What you are asked to do » Extract all of the data below line by line, unchanged, and omit the pictures.

Information given »
----------------------------------------

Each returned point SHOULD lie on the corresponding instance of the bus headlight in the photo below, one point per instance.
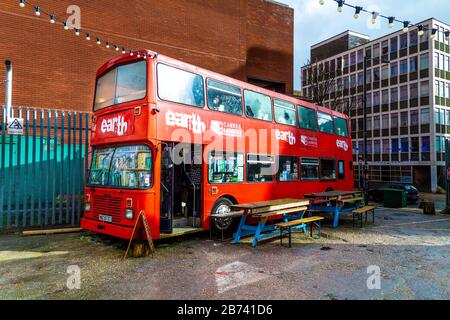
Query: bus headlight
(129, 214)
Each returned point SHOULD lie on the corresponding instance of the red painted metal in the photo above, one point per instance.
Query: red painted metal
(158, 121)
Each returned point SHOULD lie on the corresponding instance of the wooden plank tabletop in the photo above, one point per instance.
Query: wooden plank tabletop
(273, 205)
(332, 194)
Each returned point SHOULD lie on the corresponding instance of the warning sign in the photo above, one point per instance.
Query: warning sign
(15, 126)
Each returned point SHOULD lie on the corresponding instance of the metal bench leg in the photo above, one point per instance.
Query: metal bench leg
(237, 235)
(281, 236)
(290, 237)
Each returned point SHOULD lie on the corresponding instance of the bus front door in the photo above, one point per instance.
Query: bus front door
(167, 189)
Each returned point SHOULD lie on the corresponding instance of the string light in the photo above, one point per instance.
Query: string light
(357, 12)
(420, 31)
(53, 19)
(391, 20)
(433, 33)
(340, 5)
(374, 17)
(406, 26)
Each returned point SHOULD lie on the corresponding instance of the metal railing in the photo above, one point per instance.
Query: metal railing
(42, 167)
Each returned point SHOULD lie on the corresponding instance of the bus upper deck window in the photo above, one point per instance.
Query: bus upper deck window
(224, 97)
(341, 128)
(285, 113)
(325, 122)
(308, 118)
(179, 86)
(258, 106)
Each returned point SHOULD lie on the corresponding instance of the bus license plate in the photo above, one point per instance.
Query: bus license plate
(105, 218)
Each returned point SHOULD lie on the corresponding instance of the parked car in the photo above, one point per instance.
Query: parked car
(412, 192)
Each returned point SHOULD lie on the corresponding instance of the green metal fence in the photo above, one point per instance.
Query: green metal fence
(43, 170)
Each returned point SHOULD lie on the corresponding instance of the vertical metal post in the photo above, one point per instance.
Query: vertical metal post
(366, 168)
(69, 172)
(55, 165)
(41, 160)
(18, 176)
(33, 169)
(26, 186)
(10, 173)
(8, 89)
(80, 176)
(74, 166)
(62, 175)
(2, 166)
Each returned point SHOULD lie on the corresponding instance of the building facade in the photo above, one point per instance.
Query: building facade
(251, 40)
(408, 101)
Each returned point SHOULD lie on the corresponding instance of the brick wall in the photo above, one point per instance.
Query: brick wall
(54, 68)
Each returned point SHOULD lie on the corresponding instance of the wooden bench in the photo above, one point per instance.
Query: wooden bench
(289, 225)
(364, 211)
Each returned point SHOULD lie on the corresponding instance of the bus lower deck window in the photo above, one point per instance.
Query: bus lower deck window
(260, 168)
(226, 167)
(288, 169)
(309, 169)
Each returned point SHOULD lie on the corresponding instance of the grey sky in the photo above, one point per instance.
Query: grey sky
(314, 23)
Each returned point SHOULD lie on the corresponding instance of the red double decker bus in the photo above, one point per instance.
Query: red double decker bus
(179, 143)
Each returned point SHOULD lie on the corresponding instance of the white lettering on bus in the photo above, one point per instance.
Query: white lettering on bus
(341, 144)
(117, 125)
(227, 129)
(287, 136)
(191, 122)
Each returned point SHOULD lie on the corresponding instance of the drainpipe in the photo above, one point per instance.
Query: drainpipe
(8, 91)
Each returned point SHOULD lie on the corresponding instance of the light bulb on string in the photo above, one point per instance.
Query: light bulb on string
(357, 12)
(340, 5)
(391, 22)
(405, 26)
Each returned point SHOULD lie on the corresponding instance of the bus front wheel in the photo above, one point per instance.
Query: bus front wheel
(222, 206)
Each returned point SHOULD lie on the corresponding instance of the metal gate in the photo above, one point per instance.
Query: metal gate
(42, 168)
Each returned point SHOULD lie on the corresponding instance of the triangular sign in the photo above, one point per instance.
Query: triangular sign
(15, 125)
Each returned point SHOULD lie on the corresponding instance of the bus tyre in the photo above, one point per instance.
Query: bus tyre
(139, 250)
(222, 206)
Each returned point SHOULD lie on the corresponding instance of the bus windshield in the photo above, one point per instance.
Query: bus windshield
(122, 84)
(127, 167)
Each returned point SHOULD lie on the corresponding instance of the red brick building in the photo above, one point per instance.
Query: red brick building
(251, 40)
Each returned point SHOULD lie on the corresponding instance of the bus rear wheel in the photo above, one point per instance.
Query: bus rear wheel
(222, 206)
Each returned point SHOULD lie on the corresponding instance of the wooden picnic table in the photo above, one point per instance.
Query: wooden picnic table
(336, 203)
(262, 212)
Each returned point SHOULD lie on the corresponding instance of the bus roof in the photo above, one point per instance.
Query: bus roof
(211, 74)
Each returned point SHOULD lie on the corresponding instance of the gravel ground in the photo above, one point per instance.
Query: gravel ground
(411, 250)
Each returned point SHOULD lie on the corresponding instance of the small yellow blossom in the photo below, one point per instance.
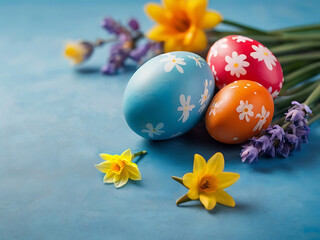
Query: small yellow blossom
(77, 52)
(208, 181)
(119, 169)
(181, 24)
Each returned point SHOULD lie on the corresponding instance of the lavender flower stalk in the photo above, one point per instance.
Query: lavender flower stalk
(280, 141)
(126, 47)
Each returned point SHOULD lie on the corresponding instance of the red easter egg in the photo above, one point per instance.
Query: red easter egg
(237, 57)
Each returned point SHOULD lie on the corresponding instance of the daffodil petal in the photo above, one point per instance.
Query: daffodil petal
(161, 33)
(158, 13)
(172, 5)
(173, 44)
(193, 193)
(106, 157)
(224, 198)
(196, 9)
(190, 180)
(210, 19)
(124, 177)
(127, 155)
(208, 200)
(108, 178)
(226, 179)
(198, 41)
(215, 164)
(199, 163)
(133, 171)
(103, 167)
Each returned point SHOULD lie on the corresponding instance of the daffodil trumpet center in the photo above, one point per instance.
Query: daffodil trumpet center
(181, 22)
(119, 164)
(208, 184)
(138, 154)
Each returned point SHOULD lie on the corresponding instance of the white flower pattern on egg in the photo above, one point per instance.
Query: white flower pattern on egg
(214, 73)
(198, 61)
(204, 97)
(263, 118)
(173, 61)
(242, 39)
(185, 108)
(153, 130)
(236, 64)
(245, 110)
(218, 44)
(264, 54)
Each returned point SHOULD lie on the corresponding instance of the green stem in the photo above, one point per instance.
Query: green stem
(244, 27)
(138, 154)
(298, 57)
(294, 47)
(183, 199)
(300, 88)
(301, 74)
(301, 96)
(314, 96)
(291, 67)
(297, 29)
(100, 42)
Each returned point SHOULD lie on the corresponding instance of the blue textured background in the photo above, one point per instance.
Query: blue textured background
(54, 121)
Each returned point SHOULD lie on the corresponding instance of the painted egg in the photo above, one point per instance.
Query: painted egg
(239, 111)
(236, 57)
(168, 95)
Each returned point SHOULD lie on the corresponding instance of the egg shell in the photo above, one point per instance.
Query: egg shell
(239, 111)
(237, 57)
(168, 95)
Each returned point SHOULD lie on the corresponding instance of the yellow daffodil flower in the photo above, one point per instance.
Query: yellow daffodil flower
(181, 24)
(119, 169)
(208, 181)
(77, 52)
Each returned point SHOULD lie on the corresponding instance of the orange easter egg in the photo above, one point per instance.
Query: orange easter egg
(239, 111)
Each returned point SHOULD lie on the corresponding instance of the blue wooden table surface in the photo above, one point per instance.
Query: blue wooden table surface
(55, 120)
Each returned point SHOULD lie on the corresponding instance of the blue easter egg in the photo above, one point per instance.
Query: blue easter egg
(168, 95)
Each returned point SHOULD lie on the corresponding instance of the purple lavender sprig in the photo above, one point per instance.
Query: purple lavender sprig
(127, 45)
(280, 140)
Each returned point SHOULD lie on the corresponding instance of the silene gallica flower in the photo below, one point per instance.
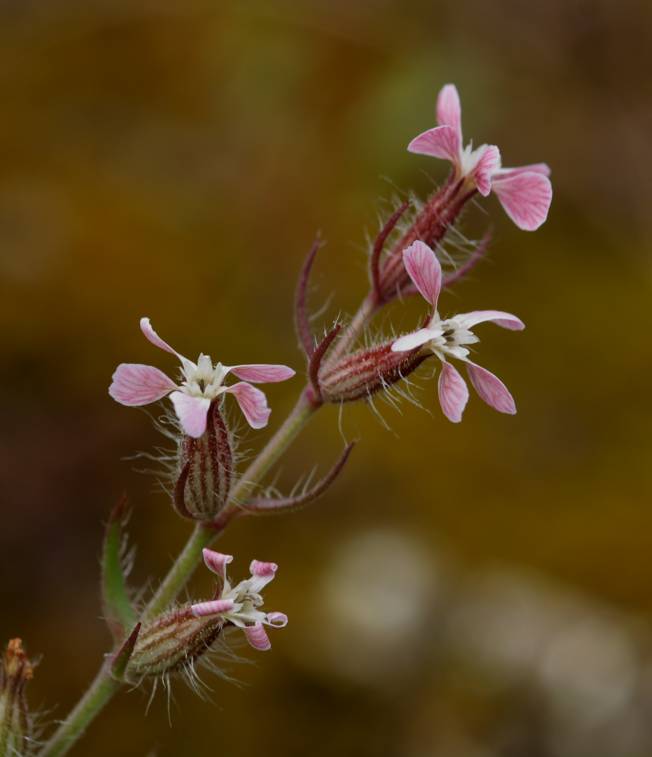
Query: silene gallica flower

----------------------------------------

The reply »
Each returned point SHOULD lie on the corresponding instance of the bus headlight in the photo below, one point per instance.
Query: bus headlight
(129, 214)
Each returned point SHOULD lie on the corresponding instance of the red painted metal in the photo above, one point per instance.
Query: red painted metal
(158, 121)
Each returned point SHOULD lie on the corresponding instance of the wooden plank tabletop in the photo above, one point per instance.
Query: wooden plank tabletop
(273, 205)
(332, 194)
Each returned point SHOULD lie on the corresponding instance of the warning sign in the photo above, one point per instance.
Query: warning sign
(15, 126)
Each returned point SHOULD lie on the corresponding instance of the metal bench leg in the photo above, one point per instance.
Query: metal bench leg
(237, 235)
(281, 236)
(290, 237)
Each returned point SHOULD lie on the corresponding instance of the bus front door in the photo above, one point per instance.
Query: bus front door
(167, 189)
Each returned point SHOULD lie on the corresponding instance of the string light in the photo above, one point per instance.
Query: string light
(357, 12)
(420, 31)
(53, 19)
(391, 20)
(433, 33)
(340, 5)
(374, 17)
(406, 26)
Each returned point SHOULD lie on the corresponding instance of the metal railing in the photo above, one point per instance.
Query: metal railing
(42, 167)
Each returned point SHOULD lie on the corresponding instance of the bus upper deck window in the photo above, one point per instance.
Query: bus upper deck window
(224, 97)
(341, 128)
(285, 113)
(325, 122)
(308, 118)
(179, 86)
(258, 106)
Each returned point SHOULD lie on the corresponding instance of the bus license plate in the photo above, one point per instance.
Query: bus license plate
(105, 218)
Each returned point SHOULD lie on the corresponding instance of the parked car in the photo above, one point per instance.
Query: parked car
(412, 192)
Each returned point SHOULD lie on the corresponding instance of the green metal fence in the photo above, one point per instance.
Query: green metal fence
(43, 170)
Each returned point SHOULD lie on the corresponding instance of the vertical metal post in the photo above, one point per instance.
Query: vertical metal post
(366, 168)
(69, 172)
(55, 165)
(41, 160)
(18, 176)
(33, 169)
(26, 186)
(10, 173)
(8, 89)
(80, 176)
(74, 166)
(62, 175)
(2, 166)
Each returned point SHOULD lie on the corresponding instance of the building facade in the photo above, one point per instance.
Query: building facade
(251, 40)
(408, 101)
Each returned point SHOULD lie on the corresponding instance of the brick wall in the photo above, one point per instance.
Query: brick wall
(54, 68)
Each returned point SHOULD lie on the corresponding instance of the wooden bench in the photo above, one point per instance.
Query: wooden bench
(289, 225)
(364, 211)
Each returned point SHOULD lie on the corresponding instance of the bus lower deck window in the photo above, one point per instance.
Query: bus lower deck window
(260, 168)
(226, 167)
(288, 169)
(309, 169)
Each returned point SHOULD lie on the corresponding instance of the grey sky in the photo above, one point per instance.
Query: grey sky
(314, 23)
Each returned point SHOULD lie on the corresponding instance of the red double decker bus in the photo above, one point per instance.
Query: red double decker bus
(179, 143)
Each returned point SHOULD lie on the corresponding instance of the white lettering on bus in the photo above, one point per instance.
Query: white lettering on bus
(341, 144)
(117, 125)
(227, 129)
(287, 136)
(191, 122)
Each returned point SHOULD lie on the corresponding instance of the drainpipe in the photo above, one point per instance.
Query: drainpipe
(8, 91)
Each returned point SHOULD lie on the corresponding instance of the light bulb on string in the photo above, one point per instance.
Query: light bulb on string
(357, 12)
(340, 5)
(391, 22)
(405, 26)
Each returned point SHOULD lie on the corresponding instance of the bus front wheel in the photo above, one point per instance.
Query: bus front wheel
(222, 206)
Each returned point SHOULD lie on the corresponding instance of the metal gate in the photo above, one point per instance.
Query: metal gate
(42, 168)
Each returned point SHOULD lie on the corresponding instance of the triangular sign in the photo above, one point per instance.
Query: triangular sign
(15, 125)
Each returned point SHOULD lie on the corresponding instance of the bus tyre in the photo above, one point per instance.
Query: bus tyre
(139, 250)
(222, 206)
Each returned point SHOULD lie on the corresponding instance of the bus windshield in the photo above, one point per instance.
Query: bus windshield
(122, 84)
(127, 167)
Each returned point SHOULD lie on the corresponding instance of the red brick building in the photo above, one point per instance.
Query: red brick building
(251, 40)
Each returned point SHOULD lie on the corresponding instance of the bus rear wheel in the photo above, one point per instance.
Query: bus rear wheel
(222, 206)
Each returned point SHOULD lie on the corresponding instance of the wooden picnic table in the photo above, one point per instance.
Query: wooden picnic table
(336, 203)
(262, 212)
Each returned point SHOULD lie on the corresponding instance of the bus roof in the photo above, one point per instance.
Query: bus roof
(211, 74)
Each returned point SHOULD lie on the corresponding instance of the gravel ground in the photo above, one point per instance.
Query: gravel ground
(411, 250)
Each returned point SHOULD lie on the corresponding instance of the small yellow blossom in the photo below, one point per instance.
Query: small yellow blossom
(77, 52)
(208, 181)
(119, 169)
(181, 24)
Each returned point SHOULD lie on the corresponding instance of the lavender flower stalk in the photo above, one point per instance.
Query: lavender flower stalk
(280, 141)
(126, 47)
Each returned point SHOULD lie on the corresponding instance of the red easter egg in the photo above, one point per instance.
Query: red easter egg
(237, 57)
Each returned point SHOULD lie on the corresponding instance of the daffodil petal in the photo above, one point per instance.
Query: daffodil petal
(161, 33)
(158, 13)
(172, 5)
(173, 44)
(193, 193)
(106, 157)
(224, 198)
(196, 9)
(190, 180)
(210, 19)
(124, 177)
(127, 155)
(208, 200)
(108, 178)
(226, 179)
(198, 41)
(215, 164)
(199, 163)
(133, 171)
(103, 167)
Each returned point SHOULD lie on the corresponding instance of the daffodil trumpet center in the photo above, one point per instance.
Query: daffodil trumpet center
(181, 22)
(119, 164)
(208, 184)
(138, 154)
Each returned point SHOULD lie on the corresponding instance of the white flower pattern on egg in the photo above, one point per instance.
Query: white flower pattern on egg
(214, 73)
(198, 61)
(204, 97)
(263, 118)
(173, 61)
(242, 39)
(185, 108)
(153, 130)
(236, 64)
(245, 110)
(218, 44)
(264, 54)
Each returned point SHOULD lie on the corresponding instance of the green stem in the photo above, one point per instance.
Query: green stem
(244, 27)
(138, 154)
(298, 57)
(294, 47)
(183, 199)
(300, 88)
(301, 74)
(301, 96)
(314, 96)
(291, 67)
(297, 29)
(100, 42)
Each returned point SHOULD lie on the corresponding instance of the blue textured background in the photo above, one point per instance.
Query: blue textured background
(54, 121)
Each returned point SHOULD lie on the corresponding instance of the painted egg in the photo above, one point per instance.
Query: painted egg
(239, 111)
(236, 57)
(168, 95)
Each returned point SHOULD lie on the corresponding instance of the egg shell in the photo above, one point per instance.
Query: egg shell
(239, 111)
(237, 57)
(168, 95)
Each returned point SHOULD lie on the corresponding instance of the yellow daffodil flower in the photo above, one point per instance.
Query: yellow daffodil flower
(181, 24)
(119, 169)
(208, 181)
(77, 52)
Each returned point SHOULD lie on the corresponding instance of the orange easter egg in the photo above, one point per instance.
Query: orange easter egg
(239, 111)
Each returned point SHOULD lie on the corresponding instance of the blue wooden table surface in the photo above, one point per instance.
Query: blue wooden table surface
(55, 120)
Each returned point SHOULD lie on the corresponding instance of the blue easter egg in the photo above, one point per instance.
Query: blue easter egg
(168, 95)
Each returned point SHOULD lie on the corresponding instance of the purple lavender sprig in the photo above, one point per instance.
Query: purple lavender sprig
(127, 45)
(280, 140)
Each returned point SHOULD lie on the corresponding instance of the silene gallica flower in the photo below, one point per instance.
Query: silene gallica flower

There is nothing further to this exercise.